Nothing but the lines from the one containing "GET /detect?query=sneaker" to the end of the data should be returned, each exactly as written.

※

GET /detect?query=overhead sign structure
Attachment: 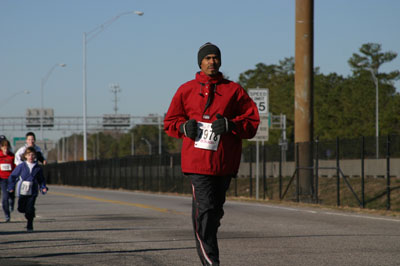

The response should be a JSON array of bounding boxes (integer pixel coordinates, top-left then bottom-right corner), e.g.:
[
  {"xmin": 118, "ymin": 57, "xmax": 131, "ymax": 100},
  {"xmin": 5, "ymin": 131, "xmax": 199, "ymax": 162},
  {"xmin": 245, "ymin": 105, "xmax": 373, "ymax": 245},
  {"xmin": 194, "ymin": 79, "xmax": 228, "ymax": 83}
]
[
  {"xmin": 248, "ymin": 88, "xmax": 269, "ymax": 141},
  {"xmin": 25, "ymin": 108, "xmax": 54, "ymax": 127},
  {"xmin": 103, "ymin": 114, "xmax": 131, "ymax": 127}
]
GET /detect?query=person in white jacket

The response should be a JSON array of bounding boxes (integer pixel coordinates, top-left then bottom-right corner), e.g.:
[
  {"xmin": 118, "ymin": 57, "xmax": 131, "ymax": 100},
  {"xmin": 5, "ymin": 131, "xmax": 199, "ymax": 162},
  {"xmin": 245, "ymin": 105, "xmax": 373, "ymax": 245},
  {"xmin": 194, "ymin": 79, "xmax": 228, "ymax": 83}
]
[{"xmin": 14, "ymin": 132, "xmax": 47, "ymax": 165}]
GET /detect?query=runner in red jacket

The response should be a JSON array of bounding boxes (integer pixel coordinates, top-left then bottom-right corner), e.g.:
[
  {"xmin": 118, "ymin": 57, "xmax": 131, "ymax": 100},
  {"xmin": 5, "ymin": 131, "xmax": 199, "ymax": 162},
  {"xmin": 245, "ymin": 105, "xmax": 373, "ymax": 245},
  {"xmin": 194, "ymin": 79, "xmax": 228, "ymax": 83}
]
[{"xmin": 164, "ymin": 43, "xmax": 260, "ymax": 265}]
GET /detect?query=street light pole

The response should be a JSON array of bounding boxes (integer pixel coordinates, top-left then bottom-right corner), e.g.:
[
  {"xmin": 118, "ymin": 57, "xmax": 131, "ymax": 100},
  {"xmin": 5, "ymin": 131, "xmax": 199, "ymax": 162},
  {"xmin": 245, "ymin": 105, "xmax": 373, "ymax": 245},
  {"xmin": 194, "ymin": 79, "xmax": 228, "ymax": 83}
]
[
  {"xmin": 82, "ymin": 11, "xmax": 144, "ymax": 161},
  {"xmin": 40, "ymin": 64, "xmax": 67, "ymax": 140},
  {"xmin": 0, "ymin": 90, "xmax": 31, "ymax": 109}
]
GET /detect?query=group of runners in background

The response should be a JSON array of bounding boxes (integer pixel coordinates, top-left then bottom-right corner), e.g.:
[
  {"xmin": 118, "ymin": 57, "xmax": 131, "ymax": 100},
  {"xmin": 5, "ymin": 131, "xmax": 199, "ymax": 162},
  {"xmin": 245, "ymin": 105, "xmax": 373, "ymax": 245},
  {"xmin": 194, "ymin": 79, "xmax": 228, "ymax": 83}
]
[{"xmin": 0, "ymin": 132, "xmax": 48, "ymax": 232}]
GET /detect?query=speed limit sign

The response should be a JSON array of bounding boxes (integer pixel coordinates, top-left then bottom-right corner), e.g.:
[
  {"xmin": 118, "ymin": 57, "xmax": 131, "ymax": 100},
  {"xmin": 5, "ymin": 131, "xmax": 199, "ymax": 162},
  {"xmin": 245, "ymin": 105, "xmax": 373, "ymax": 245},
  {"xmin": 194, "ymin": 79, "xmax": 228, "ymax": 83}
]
[
  {"xmin": 248, "ymin": 88, "xmax": 268, "ymax": 114},
  {"xmin": 248, "ymin": 88, "xmax": 269, "ymax": 141}
]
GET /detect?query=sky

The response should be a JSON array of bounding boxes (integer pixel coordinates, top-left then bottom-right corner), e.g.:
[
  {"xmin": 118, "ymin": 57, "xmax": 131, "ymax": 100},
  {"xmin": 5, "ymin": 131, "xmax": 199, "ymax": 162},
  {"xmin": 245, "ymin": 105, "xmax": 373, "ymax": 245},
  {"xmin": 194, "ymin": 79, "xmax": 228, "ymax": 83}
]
[{"xmin": 0, "ymin": 0, "xmax": 400, "ymax": 141}]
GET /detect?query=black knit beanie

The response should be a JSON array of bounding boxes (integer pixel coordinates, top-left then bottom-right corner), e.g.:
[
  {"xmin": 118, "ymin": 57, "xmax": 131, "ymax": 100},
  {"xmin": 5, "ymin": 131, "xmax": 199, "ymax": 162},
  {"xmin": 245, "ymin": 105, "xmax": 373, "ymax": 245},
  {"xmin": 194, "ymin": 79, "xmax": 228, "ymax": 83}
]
[{"xmin": 197, "ymin": 42, "xmax": 221, "ymax": 67}]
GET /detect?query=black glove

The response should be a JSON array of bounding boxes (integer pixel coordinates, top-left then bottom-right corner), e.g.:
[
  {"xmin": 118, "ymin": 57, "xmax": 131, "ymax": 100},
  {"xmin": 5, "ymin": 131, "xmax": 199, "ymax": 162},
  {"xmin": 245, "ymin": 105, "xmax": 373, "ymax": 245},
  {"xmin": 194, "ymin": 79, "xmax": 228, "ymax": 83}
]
[
  {"xmin": 179, "ymin": 119, "xmax": 197, "ymax": 139},
  {"xmin": 211, "ymin": 114, "xmax": 236, "ymax": 135}
]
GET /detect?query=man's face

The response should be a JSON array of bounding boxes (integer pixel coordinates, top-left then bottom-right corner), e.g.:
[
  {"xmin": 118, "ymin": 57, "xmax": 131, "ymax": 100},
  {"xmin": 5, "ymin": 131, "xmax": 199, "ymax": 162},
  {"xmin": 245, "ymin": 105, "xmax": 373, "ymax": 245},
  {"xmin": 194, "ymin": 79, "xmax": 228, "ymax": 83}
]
[
  {"xmin": 200, "ymin": 54, "xmax": 221, "ymax": 76},
  {"xmin": 26, "ymin": 136, "xmax": 35, "ymax": 147},
  {"xmin": 25, "ymin": 152, "xmax": 36, "ymax": 163},
  {"xmin": 1, "ymin": 145, "xmax": 8, "ymax": 154}
]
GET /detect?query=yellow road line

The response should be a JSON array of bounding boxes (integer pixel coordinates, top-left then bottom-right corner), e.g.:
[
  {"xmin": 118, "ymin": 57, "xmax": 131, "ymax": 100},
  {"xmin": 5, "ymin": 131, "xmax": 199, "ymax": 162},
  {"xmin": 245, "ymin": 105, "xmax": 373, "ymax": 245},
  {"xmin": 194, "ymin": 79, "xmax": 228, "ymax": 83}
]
[{"xmin": 49, "ymin": 191, "xmax": 183, "ymax": 214}]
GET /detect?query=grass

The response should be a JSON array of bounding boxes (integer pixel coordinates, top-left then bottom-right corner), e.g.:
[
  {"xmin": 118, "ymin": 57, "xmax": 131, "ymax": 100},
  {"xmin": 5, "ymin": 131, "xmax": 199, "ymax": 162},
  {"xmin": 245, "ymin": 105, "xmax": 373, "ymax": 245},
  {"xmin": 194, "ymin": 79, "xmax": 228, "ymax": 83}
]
[{"xmin": 227, "ymin": 177, "xmax": 400, "ymax": 212}]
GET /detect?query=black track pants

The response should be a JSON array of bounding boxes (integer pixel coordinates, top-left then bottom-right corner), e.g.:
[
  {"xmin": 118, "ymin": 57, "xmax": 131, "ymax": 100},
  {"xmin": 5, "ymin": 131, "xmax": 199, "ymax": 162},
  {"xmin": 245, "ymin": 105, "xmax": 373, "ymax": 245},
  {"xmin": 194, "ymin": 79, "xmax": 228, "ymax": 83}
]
[{"xmin": 189, "ymin": 174, "xmax": 231, "ymax": 265}]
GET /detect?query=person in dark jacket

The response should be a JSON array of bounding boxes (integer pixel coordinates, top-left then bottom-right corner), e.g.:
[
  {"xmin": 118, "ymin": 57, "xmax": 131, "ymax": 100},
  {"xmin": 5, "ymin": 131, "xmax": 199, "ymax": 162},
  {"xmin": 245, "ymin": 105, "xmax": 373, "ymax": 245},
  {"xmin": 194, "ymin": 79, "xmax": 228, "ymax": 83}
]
[
  {"xmin": 0, "ymin": 136, "xmax": 15, "ymax": 223},
  {"xmin": 164, "ymin": 43, "xmax": 260, "ymax": 265},
  {"xmin": 8, "ymin": 147, "xmax": 47, "ymax": 232}
]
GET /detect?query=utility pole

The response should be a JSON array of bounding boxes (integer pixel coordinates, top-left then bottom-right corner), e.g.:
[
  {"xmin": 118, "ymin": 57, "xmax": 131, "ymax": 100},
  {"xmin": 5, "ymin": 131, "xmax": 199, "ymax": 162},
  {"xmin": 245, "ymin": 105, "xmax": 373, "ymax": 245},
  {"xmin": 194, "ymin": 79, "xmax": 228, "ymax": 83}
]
[
  {"xmin": 294, "ymin": 0, "xmax": 314, "ymax": 200},
  {"xmin": 110, "ymin": 83, "xmax": 121, "ymax": 114}
]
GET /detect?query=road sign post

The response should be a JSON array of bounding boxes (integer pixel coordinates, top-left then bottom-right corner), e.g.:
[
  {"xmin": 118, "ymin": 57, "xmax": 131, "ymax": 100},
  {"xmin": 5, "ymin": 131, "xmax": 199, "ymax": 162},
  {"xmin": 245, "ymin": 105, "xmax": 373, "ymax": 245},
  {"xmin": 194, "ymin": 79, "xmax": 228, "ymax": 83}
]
[{"xmin": 248, "ymin": 88, "xmax": 269, "ymax": 199}]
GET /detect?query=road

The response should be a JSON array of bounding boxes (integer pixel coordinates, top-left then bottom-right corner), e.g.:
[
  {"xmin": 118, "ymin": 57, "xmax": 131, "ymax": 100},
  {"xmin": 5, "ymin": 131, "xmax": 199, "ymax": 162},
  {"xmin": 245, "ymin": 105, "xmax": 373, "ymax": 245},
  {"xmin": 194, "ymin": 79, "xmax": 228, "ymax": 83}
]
[{"xmin": 0, "ymin": 186, "xmax": 400, "ymax": 266}]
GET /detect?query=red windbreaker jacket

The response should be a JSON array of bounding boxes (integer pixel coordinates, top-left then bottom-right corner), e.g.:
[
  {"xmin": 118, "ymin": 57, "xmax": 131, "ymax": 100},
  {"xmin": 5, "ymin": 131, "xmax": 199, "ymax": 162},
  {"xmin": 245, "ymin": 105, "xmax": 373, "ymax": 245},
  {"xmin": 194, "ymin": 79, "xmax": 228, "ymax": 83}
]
[{"xmin": 164, "ymin": 72, "xmax": 260, "ymax": 176}]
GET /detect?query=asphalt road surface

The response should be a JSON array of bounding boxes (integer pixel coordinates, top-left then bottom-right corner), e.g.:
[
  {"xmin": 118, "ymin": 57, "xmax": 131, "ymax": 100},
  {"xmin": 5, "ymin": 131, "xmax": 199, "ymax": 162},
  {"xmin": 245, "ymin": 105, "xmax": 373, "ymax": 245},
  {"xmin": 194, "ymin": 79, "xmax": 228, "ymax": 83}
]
[{"xmin": 0, "ymin": 186, "xmax": 400, "ymax": 266}]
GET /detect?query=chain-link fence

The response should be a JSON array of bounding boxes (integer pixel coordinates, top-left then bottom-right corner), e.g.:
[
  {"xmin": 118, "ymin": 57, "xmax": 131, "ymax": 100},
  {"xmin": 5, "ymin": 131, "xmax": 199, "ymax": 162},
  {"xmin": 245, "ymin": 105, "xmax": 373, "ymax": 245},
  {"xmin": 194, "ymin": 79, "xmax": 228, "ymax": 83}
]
[{"xmin": 45, "ymin": 136, "xmax": 400, "ymax": 210}]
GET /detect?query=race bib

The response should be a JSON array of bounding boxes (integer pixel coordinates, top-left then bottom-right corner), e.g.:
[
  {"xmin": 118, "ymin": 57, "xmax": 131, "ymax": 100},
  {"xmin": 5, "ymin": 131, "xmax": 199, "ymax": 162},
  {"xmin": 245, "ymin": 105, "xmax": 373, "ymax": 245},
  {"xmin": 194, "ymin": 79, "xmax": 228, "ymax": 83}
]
[
  {"xmin": 19, "ymin": 181, "xmax": 33, "ymax": 196},
  {"xmin": 0, "ymin": 163, "xmax": 11, "ymax": 171},
  {"xmin": 194, "ymin": 122, "xmax": 221, "ymax": 151}
]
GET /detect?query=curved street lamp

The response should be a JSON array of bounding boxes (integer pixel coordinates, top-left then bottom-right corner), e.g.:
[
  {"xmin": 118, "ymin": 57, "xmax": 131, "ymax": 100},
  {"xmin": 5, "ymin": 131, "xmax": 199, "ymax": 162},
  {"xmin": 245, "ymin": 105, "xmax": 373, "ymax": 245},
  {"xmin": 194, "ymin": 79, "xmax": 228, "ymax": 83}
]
[
  {"xmin": 40, "ymin": 64, "xmax": 67, "ymax": 140},
  {"xmin": 82, "ymin": 11, "xmax": 144, "ymax": 161},
  {"xmin": 0, "ymin": 90, "xmax": 31, "ymax": 109}
]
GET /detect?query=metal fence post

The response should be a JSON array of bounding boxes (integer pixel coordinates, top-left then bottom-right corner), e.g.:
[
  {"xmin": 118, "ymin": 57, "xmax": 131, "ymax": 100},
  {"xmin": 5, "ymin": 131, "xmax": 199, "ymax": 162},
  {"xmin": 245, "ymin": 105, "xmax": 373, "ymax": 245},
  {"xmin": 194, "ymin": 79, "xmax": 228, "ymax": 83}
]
[
  {"xmin": 249, "ymin": 146, "xmax": 253, "ymax": 198},
  {"xmin": 315, "ymin": 137, "xmax": 319, "ymax": 203},
  {"xmin": 336, "ymin": 138, "xmax": 340, "ymax": 206},
  {"xmin": 361, "ymin": 136, "xmax": 365, "ymax": 208},
  {"xmin": 263, "ymin": 142, "xmax": 267, "ymax": 199},
  {"xmin": 386, "ymin": 135, "xmax": 390, "ymax": 210},
  {"xmin": 296, "ymin": 143, "xmax": 300, "ymax": 202}
]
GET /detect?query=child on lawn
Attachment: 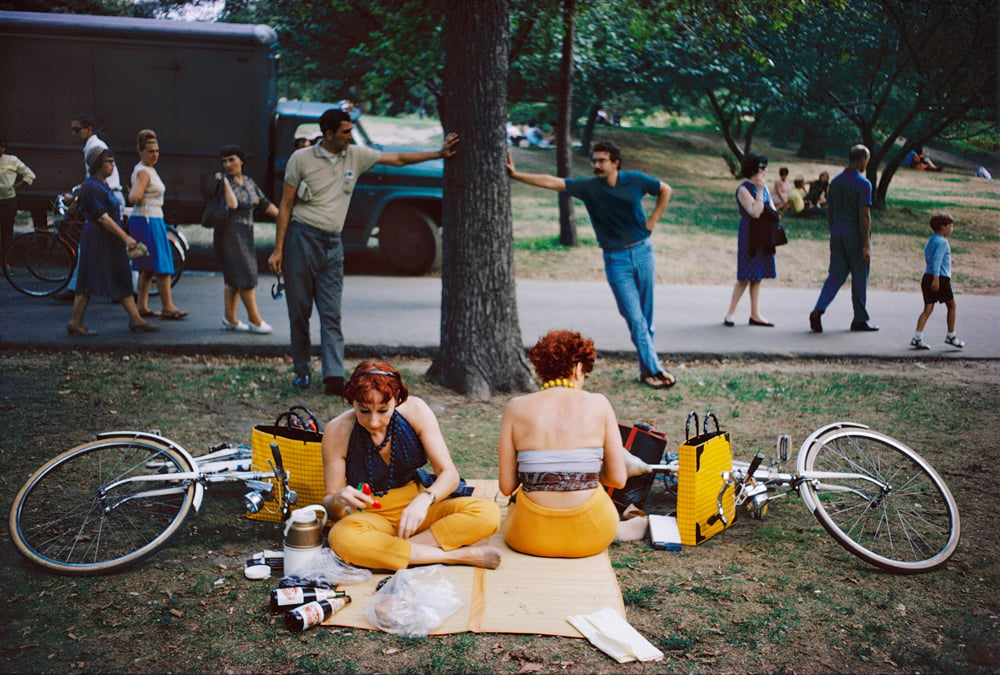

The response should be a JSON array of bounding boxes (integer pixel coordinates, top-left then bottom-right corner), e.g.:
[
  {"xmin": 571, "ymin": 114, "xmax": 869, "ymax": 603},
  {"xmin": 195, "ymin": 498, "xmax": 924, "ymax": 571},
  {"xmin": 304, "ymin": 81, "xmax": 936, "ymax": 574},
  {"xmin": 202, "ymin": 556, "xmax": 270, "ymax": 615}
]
[{"xmin": 910, "ymin": 213, "xmax": 965, "ymax": 349}]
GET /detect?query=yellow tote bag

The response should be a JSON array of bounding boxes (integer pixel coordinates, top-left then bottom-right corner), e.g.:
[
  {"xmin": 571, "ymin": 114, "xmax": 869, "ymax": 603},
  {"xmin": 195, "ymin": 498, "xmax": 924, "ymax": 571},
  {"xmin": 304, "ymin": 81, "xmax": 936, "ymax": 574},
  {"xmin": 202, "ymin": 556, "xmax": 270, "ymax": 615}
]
[
  {"xmin": 677, "ymin": 410, "xmax": 736, "ymax": 546},
  {"xmin": 247, "ymin": 406, "xmax": 325, "ymax": 523}
]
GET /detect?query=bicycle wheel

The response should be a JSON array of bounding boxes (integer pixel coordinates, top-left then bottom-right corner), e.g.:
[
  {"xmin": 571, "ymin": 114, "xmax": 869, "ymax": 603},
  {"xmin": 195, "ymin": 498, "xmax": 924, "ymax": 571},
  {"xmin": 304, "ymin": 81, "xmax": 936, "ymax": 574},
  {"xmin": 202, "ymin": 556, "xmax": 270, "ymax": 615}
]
[
  {"xmin": 10, "ymin": 436, "xmax": 197, "ymax": 576},
  {"xmin": 799, "ymin": 428, "xmax": 961, "ymax": 574},
  {"xmin": 3, "ymin": 231, "xmax": 76, "ymax": 297}
]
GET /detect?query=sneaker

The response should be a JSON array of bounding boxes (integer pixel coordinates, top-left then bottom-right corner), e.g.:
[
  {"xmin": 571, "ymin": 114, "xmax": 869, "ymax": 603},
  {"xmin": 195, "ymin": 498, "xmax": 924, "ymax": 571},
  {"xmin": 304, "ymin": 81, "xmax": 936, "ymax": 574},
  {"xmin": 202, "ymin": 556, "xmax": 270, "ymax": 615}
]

※

[Exercise response]
GET /detect?query=sneaker

The response should be a JSON array of bounding boxes (integer pixel coordinates, top-left then bottom-right corner), e.g.:
[
  {"xmin": 571, "ymin": 114, "xmax": 869, "ymax": 603},
  {"xmin": 195, "ymin": 498, "xmax": 924, "ymax": 571},
  {"xmin": 304, "ymin": 81, "xmax": 936, "ymax": 574},
  {"xmin": 202, "ymin": 556, "xmax": 270, "ymax": 615}
]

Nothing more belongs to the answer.